# Page text
# # #

Today marks my first month and 19th day since the motorcycle accident. I’ve had 21 surgical staples and 13 stitches on my left foot that underwent surgical debridement.

Life is unpredictable. We’ll never know what’s gonna happen next. Anything can change in a blink of an eye, in a snap of a finger. Our lives can turn upside down in a millisecond. Ironic at times. Full of surprises. Expect the unexpected.


3 days before the accident :(

Monday, 5am. I received a text message from Joaqui’s school service that he will not be able to fetch Joaqui for 2 weeks because he’s sick.

Okay, I’m doomed. I didn’t anticipate this since I’ve been caught up with loads of household works, my printing deadline, the demands in spreads, not to mention that my youngest Miguel is acting up in school and he doesn’t want me to leave. I also have a spine problem so I wasn’t allowed to carry anything heavy and has been told to avoid long walks.

I’m spending a couple of hours every week practicing to learn how to ride a motorcycle for a few weeks already and with my husband’s guidance, I’m doing great sabi nya. In a scale of 1 to 10, I am at 6 and I was really determined to get better and better everyday.

I decided to pursue to ride the motorcycle on my own because it would be more convenient for us especially now that I need to send and fetch Joaqui to and from school. I think I can, I’ve got a strong feeling that I can do it.

November 20, 2017. Monday, 12:30pm. I tried to drive around the village on my own, without my husband on my back. I know I need to learn and I know I can. Okay, I am over-confident at times and I’ve got this attitude that if I really want something, I’ll do anything to get it. Go getter.

It is my first time to ride a motorcycle on my own. I’m wearing this half proud half nervous smile when I get the keys, get my phone, and start the engine. On the first 10 seconds of driving, I only got one thing in mind. I need to be good at it, I need to learn, because Joaqui needs me. This is gonna be the most convenient mode of transportation for the two of us.

# # #

# Recorded data
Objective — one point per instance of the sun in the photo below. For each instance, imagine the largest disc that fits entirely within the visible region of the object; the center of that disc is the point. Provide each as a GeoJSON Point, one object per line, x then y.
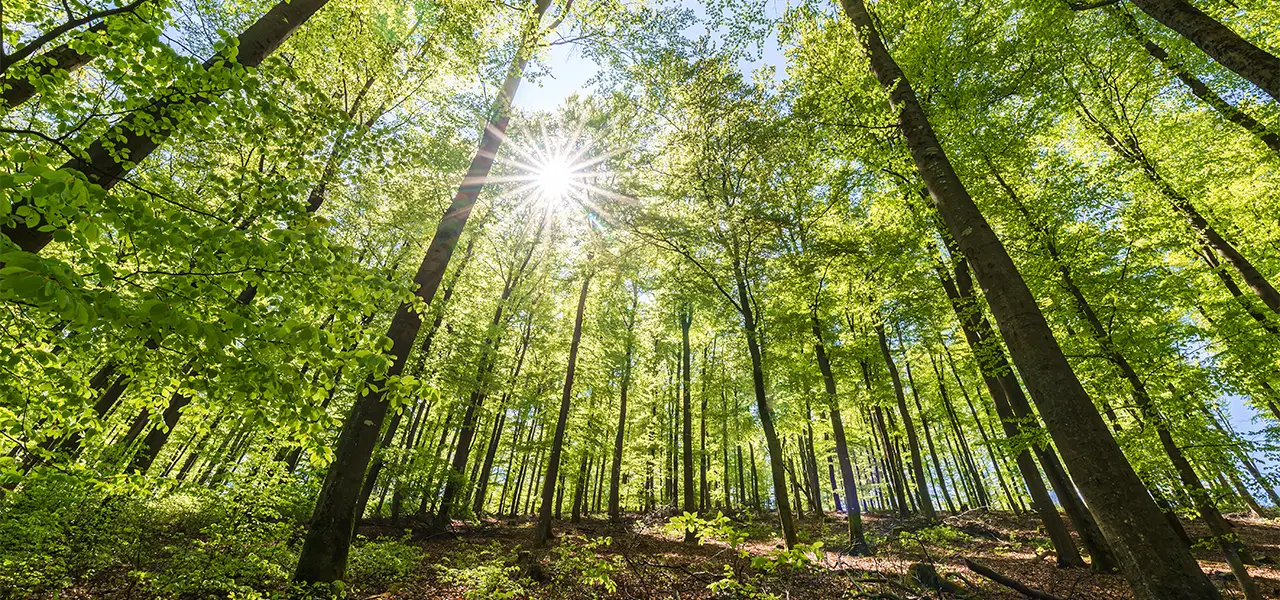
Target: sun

# # #

# Tasks and exercises
- A) In the motorcycle accident post, why could Joaqui's school service not fetch him for 2 weeks?
- B) Swap "household works" for "household chores" in the motorcycle accident post, and give everything from "3 days before" down to "avoid long walks.".

# Answers provided
- A) Because he was sick.

- B)
3 days before the accident :(

Monday, 5am. I received a text message from Joaqui’s school service that he will not be able to fetch Joaqui for 2 weeks because he’s sick.

Okay, I’m doomed. I didn’t anticipate this since I’ve been caught up with loads of household chores, my printing deadline, the demands in spreads, not to mention that my youngest Miguel is acting up in school and he doesn’t want me to leave. I also have a spine problem so I wasn’t allowed to carry anything heavy and has been told to avoid long walks.